* _WHAT THIS TASK INVOLVES_
An exact transcription of the lines from the one holding "[point] every instance of the tree" to the end of the entries below, and nothing more, is the required answer. Please omit the pictures.

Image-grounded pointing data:

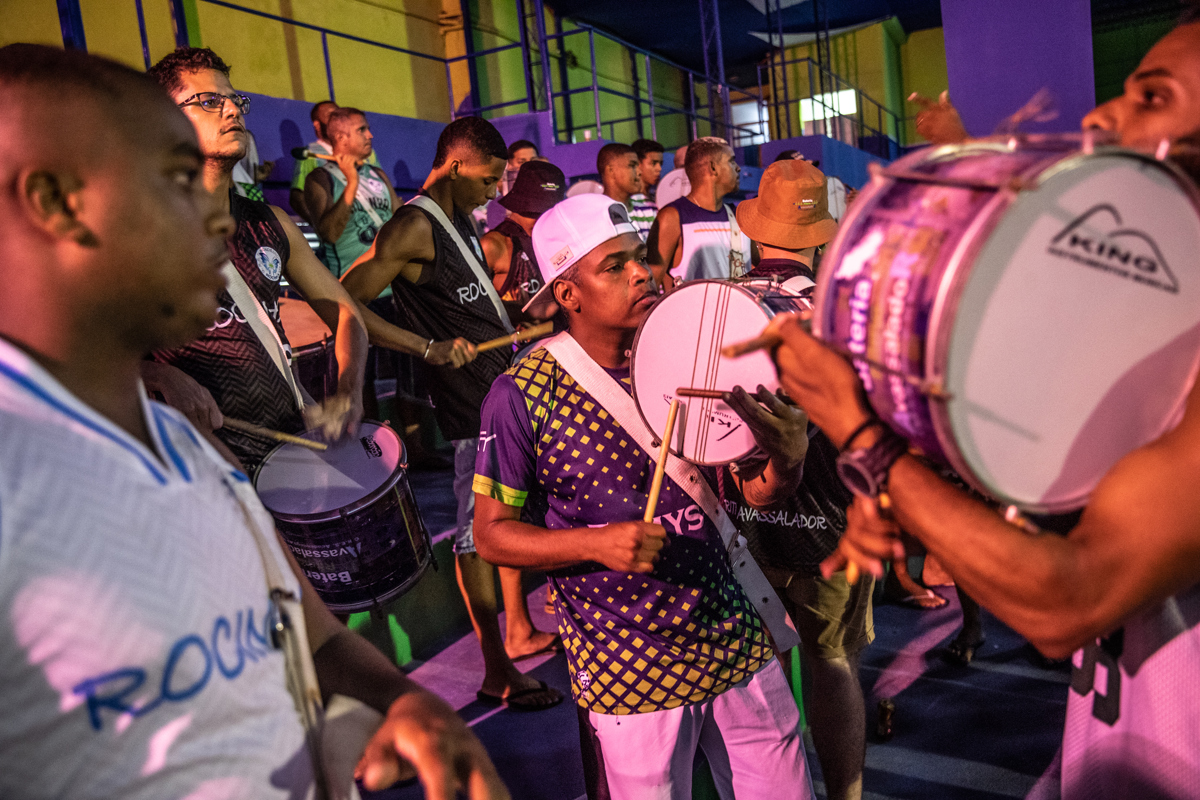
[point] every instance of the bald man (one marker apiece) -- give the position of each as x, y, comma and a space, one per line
137, 655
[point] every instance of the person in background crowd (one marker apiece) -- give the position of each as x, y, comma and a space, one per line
436, 268
787, 222
138, 657
617, 166
251, 172
509, 248
348, 199
238, 368
301, 167
1121, 589
697, 236
642, 208
675, 184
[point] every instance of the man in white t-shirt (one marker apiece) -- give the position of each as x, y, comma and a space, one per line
137, 655
1121, 591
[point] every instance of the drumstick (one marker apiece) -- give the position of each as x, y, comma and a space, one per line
707, 394
514, 338
277, 435
660, 469
771, 341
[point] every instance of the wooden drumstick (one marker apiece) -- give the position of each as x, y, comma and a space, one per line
515, 338
660, 469
277, 435
707, 394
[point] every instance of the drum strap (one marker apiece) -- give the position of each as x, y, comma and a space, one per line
261, 323
429, 204
336, 733
615, 400
737, 260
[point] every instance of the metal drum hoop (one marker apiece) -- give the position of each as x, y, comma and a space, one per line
339, 513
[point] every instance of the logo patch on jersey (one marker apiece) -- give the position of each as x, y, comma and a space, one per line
269, 263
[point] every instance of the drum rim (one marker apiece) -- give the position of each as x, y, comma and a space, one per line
954, 277
397, 474
633, 359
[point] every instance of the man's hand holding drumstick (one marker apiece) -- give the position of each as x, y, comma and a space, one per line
825, 384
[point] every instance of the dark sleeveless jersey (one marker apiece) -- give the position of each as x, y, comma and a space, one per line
229, 360
447, 302
523, 278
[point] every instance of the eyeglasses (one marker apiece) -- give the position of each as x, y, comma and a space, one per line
211, 101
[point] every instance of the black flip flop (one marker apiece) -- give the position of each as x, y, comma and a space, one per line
487, 698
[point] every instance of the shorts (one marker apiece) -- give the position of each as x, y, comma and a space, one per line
463, 477
833, 618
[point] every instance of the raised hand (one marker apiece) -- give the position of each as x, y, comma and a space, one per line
939, 121
869, 541
423, 735
629, 546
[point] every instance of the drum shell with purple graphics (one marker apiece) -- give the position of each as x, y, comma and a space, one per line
348, 516
1024, 312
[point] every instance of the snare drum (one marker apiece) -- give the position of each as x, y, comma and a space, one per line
679, 344
1025, 312
312, 348
348, 516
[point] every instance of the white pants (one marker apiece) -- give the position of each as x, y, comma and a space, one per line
750, 735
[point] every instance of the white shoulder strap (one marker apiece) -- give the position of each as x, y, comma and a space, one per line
615, 400
261, 323
435, 210
737, 256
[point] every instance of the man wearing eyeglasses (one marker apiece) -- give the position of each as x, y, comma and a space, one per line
237, 370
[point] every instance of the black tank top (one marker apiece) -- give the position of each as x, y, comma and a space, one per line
523, 277
228, 359
448, 302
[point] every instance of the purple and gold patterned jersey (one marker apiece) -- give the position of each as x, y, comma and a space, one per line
635, 643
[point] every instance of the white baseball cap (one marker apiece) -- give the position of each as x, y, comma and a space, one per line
570, 230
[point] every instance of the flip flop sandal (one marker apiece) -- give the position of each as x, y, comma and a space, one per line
487, 698
553, 647
961, 653
913, 601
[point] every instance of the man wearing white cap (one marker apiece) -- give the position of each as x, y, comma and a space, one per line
665, 649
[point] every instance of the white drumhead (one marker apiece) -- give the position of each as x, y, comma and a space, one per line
1077, 335
679, 344
295, 480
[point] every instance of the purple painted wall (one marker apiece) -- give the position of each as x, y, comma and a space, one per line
999, 54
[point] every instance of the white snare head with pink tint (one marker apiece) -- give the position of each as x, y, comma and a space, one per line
679, 344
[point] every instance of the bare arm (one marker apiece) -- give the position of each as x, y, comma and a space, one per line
329, 216
401, 250
663, 244
504, 540
420, 732
342, 314
1137, 543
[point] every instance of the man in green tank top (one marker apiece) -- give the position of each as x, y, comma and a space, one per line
348, 198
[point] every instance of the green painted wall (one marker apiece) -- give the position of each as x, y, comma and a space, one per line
1116, 53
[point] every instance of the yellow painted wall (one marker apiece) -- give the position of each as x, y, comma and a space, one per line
923, 68
29, 20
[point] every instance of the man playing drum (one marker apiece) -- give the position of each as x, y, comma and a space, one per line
138, 657
1122, 589
241, 361
444, 290
666, 650
789, 221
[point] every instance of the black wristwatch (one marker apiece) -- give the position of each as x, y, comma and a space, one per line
864, 470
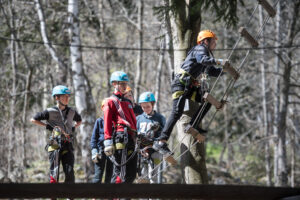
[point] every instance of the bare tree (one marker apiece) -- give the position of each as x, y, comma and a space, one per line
83, 97
264, 103
138, 76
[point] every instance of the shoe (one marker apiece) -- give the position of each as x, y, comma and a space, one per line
162, 148
201, 131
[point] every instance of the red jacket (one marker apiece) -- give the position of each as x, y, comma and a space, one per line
118, 111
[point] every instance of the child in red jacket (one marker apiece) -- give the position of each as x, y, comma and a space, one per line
119, 144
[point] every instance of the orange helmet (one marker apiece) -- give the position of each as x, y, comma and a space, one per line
205, 34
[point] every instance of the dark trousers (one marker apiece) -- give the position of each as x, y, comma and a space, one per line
67, 160
177, 111
103, 164
127, 172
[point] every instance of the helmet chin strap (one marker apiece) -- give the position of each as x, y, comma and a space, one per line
60, 103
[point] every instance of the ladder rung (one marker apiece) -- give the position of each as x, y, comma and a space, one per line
170, 159
195, 133
243, 31
208, 97
265, 4
228, 68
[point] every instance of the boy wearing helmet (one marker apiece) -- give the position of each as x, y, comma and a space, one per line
149, 127
60, 121
98, 156
198, 64
119, 143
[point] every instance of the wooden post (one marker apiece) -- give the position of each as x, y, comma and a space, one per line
209, 98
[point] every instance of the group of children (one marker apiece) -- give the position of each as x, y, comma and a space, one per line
125, 125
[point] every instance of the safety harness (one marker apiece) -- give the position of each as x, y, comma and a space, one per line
122, 143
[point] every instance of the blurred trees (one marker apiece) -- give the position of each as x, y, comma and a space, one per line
110, 40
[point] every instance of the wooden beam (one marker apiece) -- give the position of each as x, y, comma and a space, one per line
195, 133
209, 98
170, 191
228, 68
243, 31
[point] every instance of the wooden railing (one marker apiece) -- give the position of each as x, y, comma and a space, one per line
162, 191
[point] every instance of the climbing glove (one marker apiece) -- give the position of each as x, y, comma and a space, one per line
109, 148
48, 127
95, 155
221, 61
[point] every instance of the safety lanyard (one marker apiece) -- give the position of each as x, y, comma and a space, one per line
64, 118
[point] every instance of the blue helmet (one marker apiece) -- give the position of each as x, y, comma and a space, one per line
60, 89
119, 76
146, 97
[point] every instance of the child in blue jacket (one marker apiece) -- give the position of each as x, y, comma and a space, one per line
149, 127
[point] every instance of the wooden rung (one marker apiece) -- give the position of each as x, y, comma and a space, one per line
208, 97
195, 133
265, 4
228, 68
171, 160
243, 31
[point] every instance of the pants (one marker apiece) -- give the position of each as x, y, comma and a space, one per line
127, 172
147, 165
192, 163
103, 164
67, 160
177, 111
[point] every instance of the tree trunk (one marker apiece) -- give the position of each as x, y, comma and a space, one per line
12, 133
83, 96
158, 73
277, 91
169, 40
264, 104
137, 81
184, 37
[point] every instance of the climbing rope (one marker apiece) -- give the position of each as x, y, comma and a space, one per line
230, 86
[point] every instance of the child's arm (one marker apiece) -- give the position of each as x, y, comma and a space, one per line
41, 116
77, 119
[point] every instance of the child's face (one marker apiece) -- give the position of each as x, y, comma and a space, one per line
64, 98
147, 107
212, 44
129, 96
120, 86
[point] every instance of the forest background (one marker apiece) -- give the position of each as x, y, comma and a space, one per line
253, 140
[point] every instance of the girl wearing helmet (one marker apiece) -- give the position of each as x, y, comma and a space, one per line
99, 158
149, 127
119, 142
60, 121
186, 85
129, 95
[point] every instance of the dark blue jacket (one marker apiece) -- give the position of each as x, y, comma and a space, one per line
98, 135
145, 121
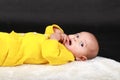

* _ANSWER TO THIS TASK_
[point] every instance of the tree trunk (one marker apiece) -- give the position of each as x, y, comma and a space, one per line
12, 133
83, 96
158, 73
277, 91
169, 40
264, 104
137, 81
184, 37
[point] every instance of the climbing rope (one marker apiece) -- give the position of each as x, y, comma and a space, one per line
230, 86
[point] every instance of the child's arm (one marker apiece) -- give the position of each as x, y, comma and a space, one per line
41, 116
77, 119
[point] every instance of the child's face (one marker apiece) -- give the position of each as x, y, comma and a space, one per line
64, 98
147, 107
212, 44
129, 96
120, 86
[point] every instance of the forest background (one marker apiece) -- give the position of each as x, y, comma and a space, one per line
253, 140
[point] every instance of the girl wearing helmet (one marker apiece) -- give the position of each as x, y, comma and a space, one per line
99, 158
149, 127
119, 142
60, 121
186, 85
129, 95
[point] every instance of the dark blue jacket (one marker apiece) -- give the position of each as x, y, comma and a space, one per line
98, 135
145, 121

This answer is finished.